__Task to complete__. Emit all the data exactly as provided.

__Available records__.
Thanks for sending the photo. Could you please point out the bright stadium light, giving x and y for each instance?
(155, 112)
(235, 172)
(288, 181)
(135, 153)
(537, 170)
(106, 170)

__Result of the exercise__.
Thanks for sending the photo. Could you please point out the bright stadium light, giving x and y for each instance?
(155, 112)
(235, 172)
(288, 181)
(135, 153)
(537, 170)
(106, 170)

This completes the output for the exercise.